#### EXERCISE MATERIAL
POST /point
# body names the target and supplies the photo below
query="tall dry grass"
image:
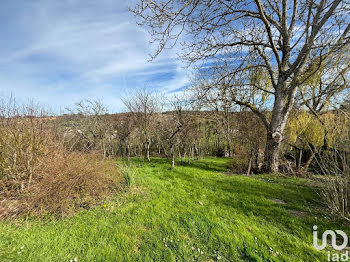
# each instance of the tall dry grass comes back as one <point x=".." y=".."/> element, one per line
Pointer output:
<point x="38" y="175"/>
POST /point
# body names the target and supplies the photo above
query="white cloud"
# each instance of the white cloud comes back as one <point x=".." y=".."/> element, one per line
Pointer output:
<point x="68" y="50"/>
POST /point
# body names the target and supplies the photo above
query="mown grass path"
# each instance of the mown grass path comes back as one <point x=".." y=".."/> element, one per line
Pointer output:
<point x="191" y="213"/>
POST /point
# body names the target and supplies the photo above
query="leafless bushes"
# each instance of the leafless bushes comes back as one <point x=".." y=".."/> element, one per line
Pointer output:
<point x="23" y="139"/>
<point x="335" y="165"/>
<point x="38" y="174"/>
<point x="70" y="181"/>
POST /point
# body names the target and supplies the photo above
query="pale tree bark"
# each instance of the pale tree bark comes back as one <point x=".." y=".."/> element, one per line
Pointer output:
<point x="238" y="40"/>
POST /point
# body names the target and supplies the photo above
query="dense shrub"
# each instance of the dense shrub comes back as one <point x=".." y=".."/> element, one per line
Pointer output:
<point x="70" y="181"/>
<point x="38" y="175"/>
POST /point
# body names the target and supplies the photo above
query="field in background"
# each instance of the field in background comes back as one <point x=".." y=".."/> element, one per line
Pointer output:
<point x="192" y="213"/>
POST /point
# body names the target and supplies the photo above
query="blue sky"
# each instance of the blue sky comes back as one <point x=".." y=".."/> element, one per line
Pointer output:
<point x="59" y="52"/>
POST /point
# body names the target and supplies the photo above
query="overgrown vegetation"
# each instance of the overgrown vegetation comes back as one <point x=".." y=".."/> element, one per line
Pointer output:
<point x="191" y="213"/>
<point x="39" y="176"/>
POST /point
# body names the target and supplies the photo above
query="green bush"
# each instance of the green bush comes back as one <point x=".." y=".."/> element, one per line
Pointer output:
<point x="239" y="164"/>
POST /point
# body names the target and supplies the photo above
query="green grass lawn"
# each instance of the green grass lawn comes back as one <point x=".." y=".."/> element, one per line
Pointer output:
<point x="191" y="213"/>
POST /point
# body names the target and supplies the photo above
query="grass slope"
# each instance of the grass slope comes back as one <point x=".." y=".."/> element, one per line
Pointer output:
<point x="192" y="213"/>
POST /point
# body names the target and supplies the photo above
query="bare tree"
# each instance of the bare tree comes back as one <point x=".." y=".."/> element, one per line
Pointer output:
<point x="285" y="40"/>
<point x="144" y="107"/>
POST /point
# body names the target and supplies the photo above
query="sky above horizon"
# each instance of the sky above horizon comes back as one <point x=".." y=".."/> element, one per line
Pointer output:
<point x="60" y="52"/>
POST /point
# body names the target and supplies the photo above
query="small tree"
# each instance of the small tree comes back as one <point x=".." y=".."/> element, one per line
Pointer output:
<point x="144" y="107"/>
<point x="285" y="40"/>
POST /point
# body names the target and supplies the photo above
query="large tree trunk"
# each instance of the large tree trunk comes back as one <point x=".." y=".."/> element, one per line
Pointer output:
<point x="147" y="146"/>
<point x="282" y="106"/>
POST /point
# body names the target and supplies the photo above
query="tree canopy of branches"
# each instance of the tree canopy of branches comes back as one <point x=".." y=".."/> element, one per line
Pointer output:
<point x="261" y="50"/>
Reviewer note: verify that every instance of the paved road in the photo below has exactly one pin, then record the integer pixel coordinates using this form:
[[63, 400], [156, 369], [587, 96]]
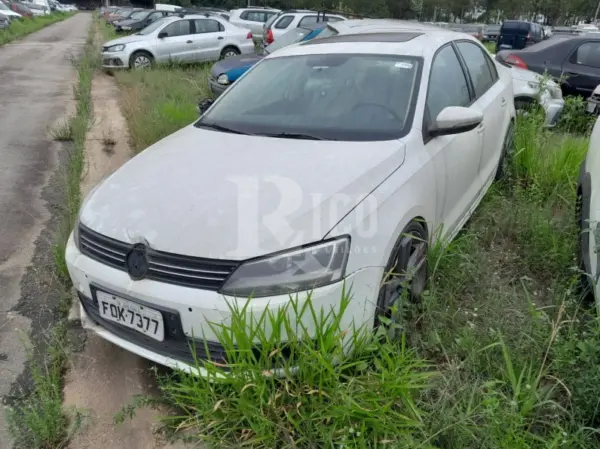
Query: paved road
[[36, 79]]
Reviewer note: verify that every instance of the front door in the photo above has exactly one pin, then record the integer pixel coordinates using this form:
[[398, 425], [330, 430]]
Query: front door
[[492, 100], [582, 69], [209, 38], [456, 157], [177, 45]]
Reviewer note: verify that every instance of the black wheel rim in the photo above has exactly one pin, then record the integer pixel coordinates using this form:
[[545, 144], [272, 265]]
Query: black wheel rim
[[406, 281]]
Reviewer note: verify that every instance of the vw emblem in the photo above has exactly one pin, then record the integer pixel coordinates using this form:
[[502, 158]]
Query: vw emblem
[[136, 262]]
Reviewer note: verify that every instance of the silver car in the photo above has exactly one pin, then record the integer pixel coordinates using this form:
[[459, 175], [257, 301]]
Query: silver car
[[183, 39]]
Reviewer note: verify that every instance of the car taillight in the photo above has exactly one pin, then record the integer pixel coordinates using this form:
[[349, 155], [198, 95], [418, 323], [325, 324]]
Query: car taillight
[[516, 61]]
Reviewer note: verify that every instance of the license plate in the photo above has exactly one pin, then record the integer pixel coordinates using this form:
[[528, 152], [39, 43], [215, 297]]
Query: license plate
[[132, 315]]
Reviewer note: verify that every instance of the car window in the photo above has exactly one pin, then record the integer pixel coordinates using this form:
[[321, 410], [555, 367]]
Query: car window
[[352, 97], [587, 54], [447, 83], [284, 22], [477, 66], [179, 28], [208, 26], [253, 16]]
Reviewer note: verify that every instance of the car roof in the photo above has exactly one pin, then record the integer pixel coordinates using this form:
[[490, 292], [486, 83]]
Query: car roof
[[392, 42]]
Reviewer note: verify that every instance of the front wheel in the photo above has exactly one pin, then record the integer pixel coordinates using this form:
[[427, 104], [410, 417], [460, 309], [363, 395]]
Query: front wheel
[[141, 60], [404, 279], [228, 52]]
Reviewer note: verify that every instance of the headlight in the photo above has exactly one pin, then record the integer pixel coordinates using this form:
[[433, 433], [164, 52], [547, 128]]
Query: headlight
[[115, 48], [223, 79], [290, 271]]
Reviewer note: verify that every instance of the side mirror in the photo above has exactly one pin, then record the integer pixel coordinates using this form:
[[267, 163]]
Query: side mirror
[[455, 120], [204, 105]]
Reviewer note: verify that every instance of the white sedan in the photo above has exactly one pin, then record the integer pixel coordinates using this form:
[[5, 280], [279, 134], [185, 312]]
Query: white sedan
[[588, 212], [183, 39], [327, 168]]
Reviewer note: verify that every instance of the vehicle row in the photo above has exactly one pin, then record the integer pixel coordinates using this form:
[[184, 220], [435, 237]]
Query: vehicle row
[[327, 167]]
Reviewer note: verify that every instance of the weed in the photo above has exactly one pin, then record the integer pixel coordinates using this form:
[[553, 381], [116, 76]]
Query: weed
[[38, 421]]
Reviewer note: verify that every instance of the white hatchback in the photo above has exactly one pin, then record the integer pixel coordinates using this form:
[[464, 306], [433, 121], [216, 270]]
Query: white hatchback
[[182, 38], [327, 168]]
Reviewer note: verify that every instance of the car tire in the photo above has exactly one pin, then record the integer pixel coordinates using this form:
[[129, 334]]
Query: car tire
[[405, 277], [141, 60], [228, 52], [507, 150]]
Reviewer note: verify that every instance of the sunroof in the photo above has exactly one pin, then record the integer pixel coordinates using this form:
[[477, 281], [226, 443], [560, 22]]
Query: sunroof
[[365, 37]]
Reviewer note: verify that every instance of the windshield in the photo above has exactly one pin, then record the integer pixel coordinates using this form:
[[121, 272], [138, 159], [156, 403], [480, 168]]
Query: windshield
########
**TASK INSTRUCTIONS:** Rewrite the records between the lines holding "Reviewer note: verify that every instance of the vehicle" and "[[365, 37]]", inclusive, with the requests kept. Rescale every coordinate in the answers by 1.9, rounding to whole numbers with halves rounded up, and leave the requests and their format samples unchanged.

**SOLUTION:**
Reviewer note: verify that every instance of the vehicle row in the photo above has exactly one pin, then record the integer pixel coordinates using this form:
[[184, 220], [435, 237]]
Query: vehicle row
[[621, 317]]
Reviewer note: verify that every instance of the weed in the photo above has exactly one pin, then record the integer pixel coordinates using this form:
[[553, 381], [116, 76]]
Query: weed
[[72, 800]]
Reviewer note: verify that every instance of the white hatchback in the photo above has exactly one pin, then record the integer pixel coordinates using this form:
[[464, 306], [433, 121], [216, 270]]
Query: white hatchback
[[346, 72], [621, 319]]
Reviewer note: verify that every instance of the car tire in the photo above has exactly one pin, then record the integer pixel coordinates using this form:
[[129, 334]]
Query: car tire
[[770, 526], [268, 114], [433, 99], [963, 285]]
Reviewer note: verify that every instance of the sunroof in the photo above has exactly one pin, then record the integer pixel coordinates using this form:
[[477, 281], [226, 443], [560, 22]]
Query: sunroof
[[694, 70]]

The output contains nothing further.